* _Text segment_:
────────────────────

The mere presence of the Indian soldiers gives a sense of security to the pilgrims who tread the dangerous unforeseen terrain. The alacrity with which the Army responds to emergency, however small, and the integrity with which it performs its duty leads many to acknowledge the support with words of praise and admiration. It is not without reason that the army commands such respect in the eyes of the pilgrims. The army, by virtue of its size and wherewithal, plays a more prominent role that, by no mean, belittles the excellent effort put in year after year by the Para-military forces and the JK Police.
During the last few days, the Army on its part, felt the need to inform the people that the terrorist threat had been appreciated and adequate security to counter any misadventure was in place. Such a missive, from an appropriate level, is also important to ensure that the administration and the pilgrims maintain a high state of awareness and vigilance. It is very sad that the missive of the army, reinforced by the Union Home Minister, was misinterpreted and misrepresented by some and the entire matter was politicised in a manner that can happen only in the Kashmir valley.
More important than the mindless debate that came about in this regard is the physical well being of the pilgrims. The Supreme Court has pointed at certain administrative lapses that led to an unprecedented number of fatal casualties last year. Maximum attention of the State government and the political leadership of the state needs to be directed to this aspect. Now is the auspicious time when everyone should put his best foot forward to ensure the successful conduct of the Yatra.

────────────────────

* _Listed entries_:
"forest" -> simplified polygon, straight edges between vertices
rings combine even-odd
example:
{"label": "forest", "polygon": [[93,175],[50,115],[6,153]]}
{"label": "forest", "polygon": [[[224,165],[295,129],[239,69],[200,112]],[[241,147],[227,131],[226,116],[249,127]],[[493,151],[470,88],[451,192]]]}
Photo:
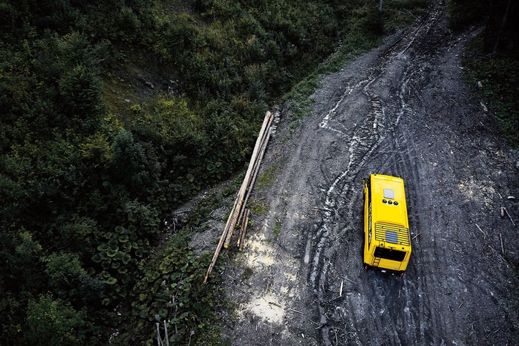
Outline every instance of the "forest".
{"label": "forest", "polygon": [[[0,344],[151,344],[164,321],[174,345],[224,343],[210,255],[163,220],[243,172],[265,111],[320,62],[426,8],[383,2],[0,1]],[[516,80],[507,2],[450,1]]]}

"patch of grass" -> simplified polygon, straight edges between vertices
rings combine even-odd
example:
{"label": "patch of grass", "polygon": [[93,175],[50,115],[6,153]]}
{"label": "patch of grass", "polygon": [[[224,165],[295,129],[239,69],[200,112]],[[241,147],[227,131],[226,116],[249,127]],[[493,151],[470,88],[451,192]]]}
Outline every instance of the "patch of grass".
{"label": "patch of grass", "polygon": [[275,181],[277,163],[274,163],[268,167],[265,172],[260,176],[256,183],[255,189],[262,190],[271,185]]}
{"label": "patch of grass", "polygon": [[270,210],[268,203],[257,199],[254,199],[249,202],[248,208],[251,210],[251,212],[254,215],[265,215]]}
{"label": "patch of grass", "polygon": [[193,210],[188,217],[188,221],[186,228],[190,226],[200,231],[204,230],[206,229],[204,223],[209,218],[210,213],[215,209],[223,206],[228,207],[228,210],[224,216],[224,219],[226,219],[229,217],[229,214],[230,214],[230,210],[233,208],[236,194],[242,185],[244,176],[245,171],[240,172],[229,181],[228,183],[223,189],[216,191],[197,201]]}
{"label": "patch of grass", "polygon": [[[488,104],[500,125],[503,136],[513,147],[519,147],[519,60],[491,56],[483,53],[483,38],[474,39],[464,60],[465,82],[473,94]],[[475,86],[481,82],[483,87]]]}
{"label": "patch of grass", "polygon": [[245,268],[244,272],[242,273],[241,279],[242,280],[246,280],[248,278],[250,278],[251,276],[253,276],[253,269],[251,267],[247,267]]}
{"label": "patch of grass", "polygon": [[279,220],[276,220],[275,221],[275,226],[274,226],[274,229],[272,230],[272,233],[275,235],[278,235],[281,233],[281,221]]}

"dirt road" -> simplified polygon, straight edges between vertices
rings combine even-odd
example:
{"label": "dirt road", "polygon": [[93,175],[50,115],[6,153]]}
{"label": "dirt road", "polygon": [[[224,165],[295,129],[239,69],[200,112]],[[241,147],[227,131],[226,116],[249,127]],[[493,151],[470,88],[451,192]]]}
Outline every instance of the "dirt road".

────────────────────

* _Tasks to carry out_:
1. Write out the passage on pilgrim security above from "The mere presence" up to and including "the JK Police.".
2. In the passage on pilgrim security, who reinforced the army's missive?

* _Results for each task_:
1.
The mere presence of the Indian soldiers gives a sense of security to the pilgrims who tread the dangerous unforeseen terrain. The alacrity with which the Army responds to emergency, however small, and the integrity with which it performs its duty leads many to acknowledge the support with words of praise and admiration. It is not without reason that the army commands such respect in the eyes of the pilgrims. The army, by virtue of its size and wherewithal, plays a more prominent role that, by no mean, belittles the excellent effort put in year after year by the Para-military forces and the JK Police.

2. The Union Home Minister.